--- EXTRACTED TEXT ---

Cloister Black is used with a non-standard Y (in “Your”) and the alternate form for V (in “Vol.”), cf. ATF’s 1923 specimen. Since many of the other fonts are from Filmotype’s library, chances are that this is their version as well. It’s shown with the alias CX6 in a catalog from the early 1970s – unfortunately without a full glyph set.
So funny to see these here. My parents bought a few of these when I was a kid and played them every Christmas. It amazes me how much of the type I saw back then was Filmotype.
I don’t know what was the last album to use Filmotype Rodgers, or when it have ended
Javi, do you mean Firestone’s Christmas series? According to the Discogs link, that ended in 1968, after seven albums.
Or are you asking about Rodgers in general? The Filmotype was introduced in 1951 and had its heydays in the 1950s and 1960s. According to Stuart Sandler’s history, Filmotype by the Letter, the machine was sold through the mid-1970s. I would assume that at least some studios and typesetting services kept their Filmotype around for a while.
In many cases, though, it was superseded by other devices, first and foremost by VGC’s Photo Typositor, which started to thrive around the mid-1960s and remained relevant for display typesetting throughout the 1980s and in some places well into the 1990s. VGC used the same font format of two-inch filmstrips that Filmotype had pioneered, and copied their typeface catalog wholesale. This included Rodgers, which VGC listed as H-7. To my knowledge, it hasn’t been digitized yet, and hence disappeared when the industry went digital in the 1980s.

---

■ **SET PROBLEM**
Extend the discussion of Filmotype typefaces on album covers, starting right after its final sentence.

--- DATA LISTING ---

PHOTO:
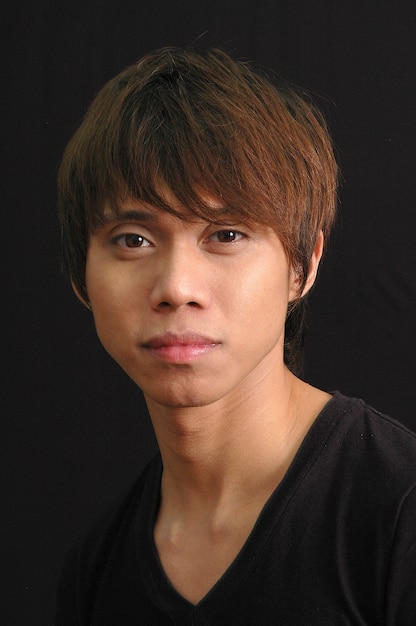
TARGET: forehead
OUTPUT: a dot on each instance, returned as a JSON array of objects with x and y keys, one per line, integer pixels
[{"x": 208, "y": 209}]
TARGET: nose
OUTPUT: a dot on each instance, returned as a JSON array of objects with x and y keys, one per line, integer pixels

---

■ **EXERCISE RESPONSE**
Font technology aside, I don’t expect you to find a lot of uses of Rodgers (on album covers or elsewhere) from after around 1970 or 1975: type is subject to fashion, and this style simply wasn’t that hip anymore. Exceptions prove the rule.
Theoretically, though, you could still design an album cover with Rodgers today – granted you have a copy of the font in film format and a device to use it, be it a Filmotype, a Photo Typositor or another vintage phototypesetter that operates with two-inch filmstrips. Alternatively, you could use a scanner and a computer, and work from either a film font or a printed sample.
in general
Also, i don’t know if you could find a full glyph set of Filmotype Rodgers?
I made a scan for you:
Also, isn’t these albums a staff pack?